[Task statement] Print, please, the line that contains "</instance>" and each line after it to the end of the entries, unchanged and with nothing else.

****************************************

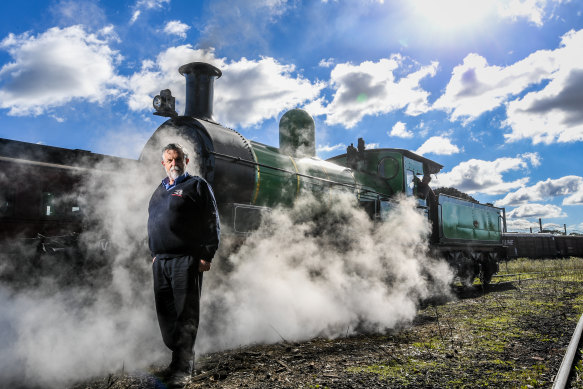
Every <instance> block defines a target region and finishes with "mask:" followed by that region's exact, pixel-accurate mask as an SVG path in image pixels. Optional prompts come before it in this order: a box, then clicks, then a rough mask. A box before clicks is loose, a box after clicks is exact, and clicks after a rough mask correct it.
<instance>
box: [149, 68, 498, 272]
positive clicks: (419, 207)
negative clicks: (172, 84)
mask: <svg viewBox="0 0 583 389" xmlns="http://www.w3.org/2000/svg"><path fill="white" fill-rule="evenodd" d="M179 72H180V73H181V74H182V75H184V76H185V78H186V109H185V114H184V115H182V116H180V115H178V114H177V113H176V111H175V104H174V102H175V100H174V97H173V96H172V94H171V92H170V91H169V90H167V89H166V90H163V91H161V92H160V95H158V96H156V97H155V98H154V104H153V105H154V108H155V109H156V112H155V114H157V115H160V116H165V117H169V119H168V120H167V121H166V122H165V123H163V124H162V125H161V126H160V127H159V128H158V129H157V130H156V131H155V133H154V134H153V135H152V137H151V138H150V139H149V140H148V142H147V143H146V145H145V147H144V149H143V151H142V154H141V156H140V161H141V162H142V163H144V164H146V165H150V164H152V165H153V166H156V167H155V168H153V169H158V170H160V168H159V160H160V155H159V154H160V150H161V149H162V148H163V146H164V145H166V144H168V143H171V142H176V141H178V142H181V143H182V144H183V145H185V146H186V148H187V149H188V150H191V151H193V153H192V157H191V163H194V164H195V166H196V167H197V171H198V174H200V175H201V176H203V177H204V178H205V179H206V180H207V181H208V182H209V183H210V184H211V185H212V186H213V188H214V191H215V195H216V199H217V204H218V207H219V213H220V216H221V223H222V226H223V228H225V227H226V228H227V229H228V231H229V232H233V233H243V234H244V233H246V232H249V231H251V230H253V229H254V228H256V227H257V225H258V224H259V222H260V220H261V215H262V214H263V212H265V211H266V210H269V209H270V208H271V207H273V206H275V205H291V204H292V203H293V202H294V200H295V199H297V198H298V197H300V196H302V195H303V194H304V193H306V192H310V193H320V194H321V193H326V192H328V191H333V190H343V191H348V192H351V193H353V194H354V196H356V198H357V199H358V202H359V203H360V205H361V206H362V208H363V209H364V210H366V212H367V213H368V214H369V215H370V217H371V218H373V219H375V220H384V219H386V218H390V214H391V213H390V209H391V207H392V205H393V202H394V199H395V196H396V195H397V194H404V195H406V196H412V197H414V198H415V199H416V202H417V207H418V208H419V210H420V211H421V212H424V213H425V214H426V215H427V217H428V218H429V219H430V220H431V222H432V226H433V231H432V234H431V239H430V241H431V249H432V250H433V251H434V252H435V253H436V254H438V255H441V256H443V257H445V258H446V259H447V260H448V261H449V262H450V263H451V265H452V266H453V267H454V268H455V269H456V270H457V274H458V275H459V277H460V279H461V280H463V281H464V282H466V283H471V282H472V281H473V280H474V279H475V277H477V276H479V277H480V279H481V280H482V282H484V283H488V282H489V281H490V279H491V277H492V275H493V274H494V273H496V272H497V270H498V260H499V259H500V258H502V257H504V256H505V250H504V246H503V244H502V231H503V224H504V222H505V219H504V211H503V209H500V208H496V207H493V206H491V205H485V204H479V203H474V202H470V201H466V200H463V199H459V198H455V197H451V196H447V195H438V196H433V195H431V194H432V192H431V190H430V189H429V187H428V186H427V184H426V182H425V181H424V180H423V179H421V178H420V177H429V176H430V175H431V174H436V173H438V172H439V171H440V170H441V168H442V167H443V166H442V165H440V164H438V163H436V162H434V161H432V160H429V159H427V158H424V157H422V156H420V155H417V154H415V153H412V152H410V151H408V150H403V149H391V148H384V149H371V150H367V149H366V146H365V142H364V140H363V139H359V142H358V147H357V148H356V147H354V146H353V145H350V146H349V147H348V149H347V152H346V153H345V154H342V155H338V156H336V157H333V158H330V159H328V160H321V159H319V158H317V157H316V155H315V154H316V153H315V125H314V121H313V119H312V118H311V117H310V115H309V114H307V113H306V112H305V111H303V110H299V109H294V110H291V111H288V112H287V113H285V114H284V115H283V117H282V118H281V120H280V123H279V130H280V131H279V143H280V144H279V146H280V147H279V148H275V147H271V146H268V145H265V144H262V143H259V142H255V141H251V140H248V139H246V138H245V137H243V136H242V135H241V134H240V133H238V132H237V131H235V130H233V129H229V128H226V127H223V126H221V125H220V124H218V123H216V122H215V121H214V120H213V117H212V108H213V84H214V80H215V79H217V78H219V77H221V75H222V73H221V71H220V70H219V69H217V68H216V67H214V66H212V65H210V64H206V63H201V62H194V63H189V64H186V65H183V66H181V67H180V69H179ZM193 158H194V160H193ZM428 193H429V195H428Z"/></svg>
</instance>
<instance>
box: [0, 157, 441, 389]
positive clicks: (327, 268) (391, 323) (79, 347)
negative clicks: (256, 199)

****************************************

[Exercise response]
</instance>
<instance>
box: [0, 157, 441, 389]
positive clicks: (327, 268) (391, 323) (79, 347)
negative clicks: (256, 199)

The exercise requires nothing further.